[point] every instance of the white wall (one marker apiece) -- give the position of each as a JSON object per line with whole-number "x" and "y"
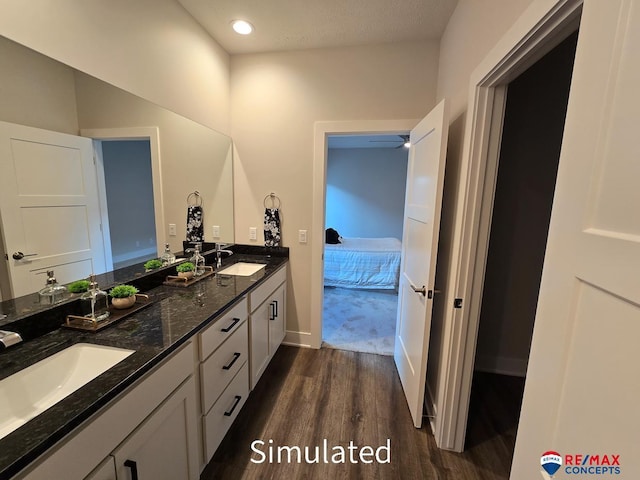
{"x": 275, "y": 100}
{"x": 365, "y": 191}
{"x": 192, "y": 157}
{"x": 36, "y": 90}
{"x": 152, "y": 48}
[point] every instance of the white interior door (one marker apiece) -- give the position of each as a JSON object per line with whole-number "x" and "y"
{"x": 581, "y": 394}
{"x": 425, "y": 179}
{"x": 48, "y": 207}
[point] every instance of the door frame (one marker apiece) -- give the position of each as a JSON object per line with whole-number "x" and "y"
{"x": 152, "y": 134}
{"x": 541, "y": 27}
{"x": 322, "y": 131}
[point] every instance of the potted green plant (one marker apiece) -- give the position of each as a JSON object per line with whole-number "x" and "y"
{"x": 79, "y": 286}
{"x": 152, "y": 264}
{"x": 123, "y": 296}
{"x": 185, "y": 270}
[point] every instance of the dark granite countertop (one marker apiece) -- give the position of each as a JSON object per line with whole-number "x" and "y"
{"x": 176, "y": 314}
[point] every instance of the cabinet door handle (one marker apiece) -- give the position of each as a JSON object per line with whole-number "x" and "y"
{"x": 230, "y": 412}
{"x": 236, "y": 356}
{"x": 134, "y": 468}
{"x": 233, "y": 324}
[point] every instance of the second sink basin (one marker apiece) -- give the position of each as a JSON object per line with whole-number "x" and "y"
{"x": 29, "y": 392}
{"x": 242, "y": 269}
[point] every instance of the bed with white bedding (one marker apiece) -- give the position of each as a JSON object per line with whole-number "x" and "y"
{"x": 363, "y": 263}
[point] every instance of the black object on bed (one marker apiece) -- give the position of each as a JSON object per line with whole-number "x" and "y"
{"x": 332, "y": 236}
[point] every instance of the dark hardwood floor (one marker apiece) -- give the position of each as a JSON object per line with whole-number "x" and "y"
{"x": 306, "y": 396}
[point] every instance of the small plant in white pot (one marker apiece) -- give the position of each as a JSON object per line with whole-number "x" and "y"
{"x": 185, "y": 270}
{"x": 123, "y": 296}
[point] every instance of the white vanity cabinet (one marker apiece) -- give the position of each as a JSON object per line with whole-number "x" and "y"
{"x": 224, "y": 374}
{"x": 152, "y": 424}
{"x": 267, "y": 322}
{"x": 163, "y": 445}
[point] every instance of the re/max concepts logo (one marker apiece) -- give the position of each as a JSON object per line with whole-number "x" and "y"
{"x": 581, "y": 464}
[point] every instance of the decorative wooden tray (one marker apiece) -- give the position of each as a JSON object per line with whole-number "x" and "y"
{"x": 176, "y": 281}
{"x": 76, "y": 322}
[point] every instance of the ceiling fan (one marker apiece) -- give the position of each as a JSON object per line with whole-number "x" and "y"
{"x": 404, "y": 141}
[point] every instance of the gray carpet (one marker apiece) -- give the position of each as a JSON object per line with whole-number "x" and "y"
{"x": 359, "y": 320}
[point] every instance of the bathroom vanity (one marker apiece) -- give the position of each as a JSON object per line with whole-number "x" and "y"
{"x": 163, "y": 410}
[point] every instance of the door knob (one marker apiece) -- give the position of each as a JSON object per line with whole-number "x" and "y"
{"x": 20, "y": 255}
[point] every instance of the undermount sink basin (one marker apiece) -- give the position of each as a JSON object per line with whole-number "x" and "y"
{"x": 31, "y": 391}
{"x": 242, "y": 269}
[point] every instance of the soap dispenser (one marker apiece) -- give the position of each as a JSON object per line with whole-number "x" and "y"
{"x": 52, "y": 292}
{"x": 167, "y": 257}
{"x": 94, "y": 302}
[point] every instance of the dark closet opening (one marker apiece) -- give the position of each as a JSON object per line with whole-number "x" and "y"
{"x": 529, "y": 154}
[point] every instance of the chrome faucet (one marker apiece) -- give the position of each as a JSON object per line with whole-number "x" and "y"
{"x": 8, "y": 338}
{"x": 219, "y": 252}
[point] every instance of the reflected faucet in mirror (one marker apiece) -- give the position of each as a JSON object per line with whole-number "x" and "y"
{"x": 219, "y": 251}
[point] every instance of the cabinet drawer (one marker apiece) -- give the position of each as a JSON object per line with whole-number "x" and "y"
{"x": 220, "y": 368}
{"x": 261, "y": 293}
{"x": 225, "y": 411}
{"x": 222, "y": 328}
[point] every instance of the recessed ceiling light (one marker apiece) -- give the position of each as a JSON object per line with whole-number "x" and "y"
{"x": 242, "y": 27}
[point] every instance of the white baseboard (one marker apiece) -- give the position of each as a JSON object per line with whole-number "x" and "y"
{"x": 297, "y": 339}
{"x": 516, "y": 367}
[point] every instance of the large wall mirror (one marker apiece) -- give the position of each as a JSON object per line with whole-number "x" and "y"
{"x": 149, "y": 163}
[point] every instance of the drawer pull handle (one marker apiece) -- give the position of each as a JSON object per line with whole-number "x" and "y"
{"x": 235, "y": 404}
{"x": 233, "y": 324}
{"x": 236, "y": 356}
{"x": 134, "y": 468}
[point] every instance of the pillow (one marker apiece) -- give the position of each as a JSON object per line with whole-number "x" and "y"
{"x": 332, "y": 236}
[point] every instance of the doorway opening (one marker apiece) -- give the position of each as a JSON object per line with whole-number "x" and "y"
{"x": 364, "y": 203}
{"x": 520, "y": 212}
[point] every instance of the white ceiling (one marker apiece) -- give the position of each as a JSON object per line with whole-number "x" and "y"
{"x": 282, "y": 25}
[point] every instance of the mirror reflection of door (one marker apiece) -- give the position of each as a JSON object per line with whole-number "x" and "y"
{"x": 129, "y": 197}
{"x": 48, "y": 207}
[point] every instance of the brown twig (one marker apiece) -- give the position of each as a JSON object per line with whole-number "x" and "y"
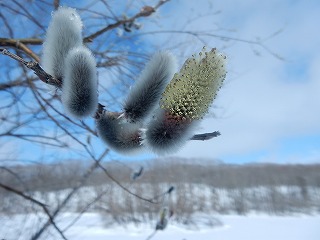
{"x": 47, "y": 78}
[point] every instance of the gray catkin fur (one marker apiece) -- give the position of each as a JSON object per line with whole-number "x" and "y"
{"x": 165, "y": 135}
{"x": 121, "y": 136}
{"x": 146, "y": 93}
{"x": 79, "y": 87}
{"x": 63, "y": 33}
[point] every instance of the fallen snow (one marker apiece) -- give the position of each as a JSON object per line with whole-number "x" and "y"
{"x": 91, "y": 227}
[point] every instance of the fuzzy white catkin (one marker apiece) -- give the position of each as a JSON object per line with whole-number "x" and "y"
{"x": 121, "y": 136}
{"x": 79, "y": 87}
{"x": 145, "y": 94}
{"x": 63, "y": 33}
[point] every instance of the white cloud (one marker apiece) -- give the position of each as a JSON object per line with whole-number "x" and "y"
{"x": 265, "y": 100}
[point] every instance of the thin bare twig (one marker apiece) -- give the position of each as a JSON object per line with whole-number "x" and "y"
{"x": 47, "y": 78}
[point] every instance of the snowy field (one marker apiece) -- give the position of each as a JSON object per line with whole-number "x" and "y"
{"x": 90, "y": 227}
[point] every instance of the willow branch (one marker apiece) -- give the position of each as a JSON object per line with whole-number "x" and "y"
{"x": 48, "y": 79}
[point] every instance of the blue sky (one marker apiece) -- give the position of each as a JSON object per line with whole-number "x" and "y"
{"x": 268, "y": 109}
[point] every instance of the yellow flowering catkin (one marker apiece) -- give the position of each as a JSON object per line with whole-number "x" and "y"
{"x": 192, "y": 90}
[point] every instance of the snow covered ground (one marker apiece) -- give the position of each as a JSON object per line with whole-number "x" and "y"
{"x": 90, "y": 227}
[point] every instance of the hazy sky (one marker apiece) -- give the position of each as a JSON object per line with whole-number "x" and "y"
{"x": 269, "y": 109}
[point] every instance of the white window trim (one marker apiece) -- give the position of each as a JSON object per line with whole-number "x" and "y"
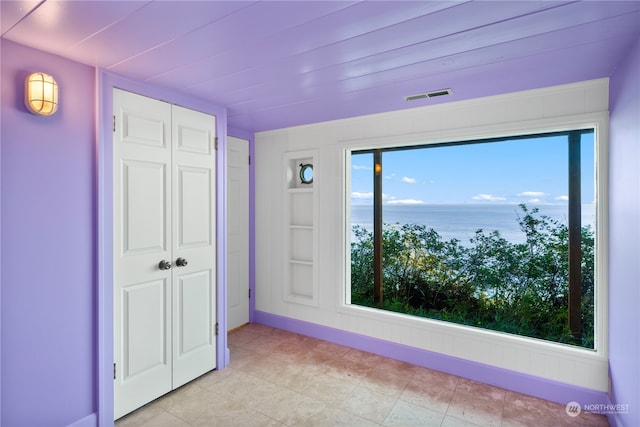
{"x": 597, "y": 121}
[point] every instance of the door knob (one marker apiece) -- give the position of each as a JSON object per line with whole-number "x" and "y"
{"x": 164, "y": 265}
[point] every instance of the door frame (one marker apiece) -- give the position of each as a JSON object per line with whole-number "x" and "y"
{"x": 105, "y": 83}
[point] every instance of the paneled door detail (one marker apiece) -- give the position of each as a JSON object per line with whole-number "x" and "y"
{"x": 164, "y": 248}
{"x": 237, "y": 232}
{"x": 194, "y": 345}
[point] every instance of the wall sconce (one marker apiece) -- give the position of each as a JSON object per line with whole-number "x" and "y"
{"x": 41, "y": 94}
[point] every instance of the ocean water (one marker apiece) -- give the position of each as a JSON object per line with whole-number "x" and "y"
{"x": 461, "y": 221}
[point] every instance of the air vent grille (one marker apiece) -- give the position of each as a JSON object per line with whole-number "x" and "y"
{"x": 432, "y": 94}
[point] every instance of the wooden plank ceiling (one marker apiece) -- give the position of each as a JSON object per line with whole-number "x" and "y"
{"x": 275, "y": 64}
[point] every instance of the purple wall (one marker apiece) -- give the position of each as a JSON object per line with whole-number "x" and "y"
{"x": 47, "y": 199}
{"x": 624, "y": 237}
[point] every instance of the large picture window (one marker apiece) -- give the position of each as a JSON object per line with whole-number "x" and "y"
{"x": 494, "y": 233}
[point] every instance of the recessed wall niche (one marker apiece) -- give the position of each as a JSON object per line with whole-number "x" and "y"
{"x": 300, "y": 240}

Work request :: Using the line that contains "[point] every instance of the air" as the first, reproduce each line exactly through the last line of the listing.

Task response ::
[point] every instance of the air vent grille (one marker apiece) -- give the position of each as a JSON object per line with whole-number "x" and "y"
{"x": 432, "y": 94}
[point] every instance of the wooden plank ceiling (one marker apiece) -- give the position of each as a JSON object per line with whole-number "x" and "y"
{"x": 275, "y": 64}
[point] every instance of the purple wall (one marker apiece) -- give the position of each as a JSON object per line with whole-number "x" and "y"
{"x": 47, "y": 199}
{"x": 624, "y": 237}
[point] every instance of the large picture window (one marker apiece) -- give the position of each as a JSON object per line with whole-number "x" and "y"
{"x": 494, "y": 233}
[point] every instance of the recessed wall niche (one marker apiece) -- give the position of each as a JSON object per line with whole-number "x" and "y"
{"x": 300, "y": 240}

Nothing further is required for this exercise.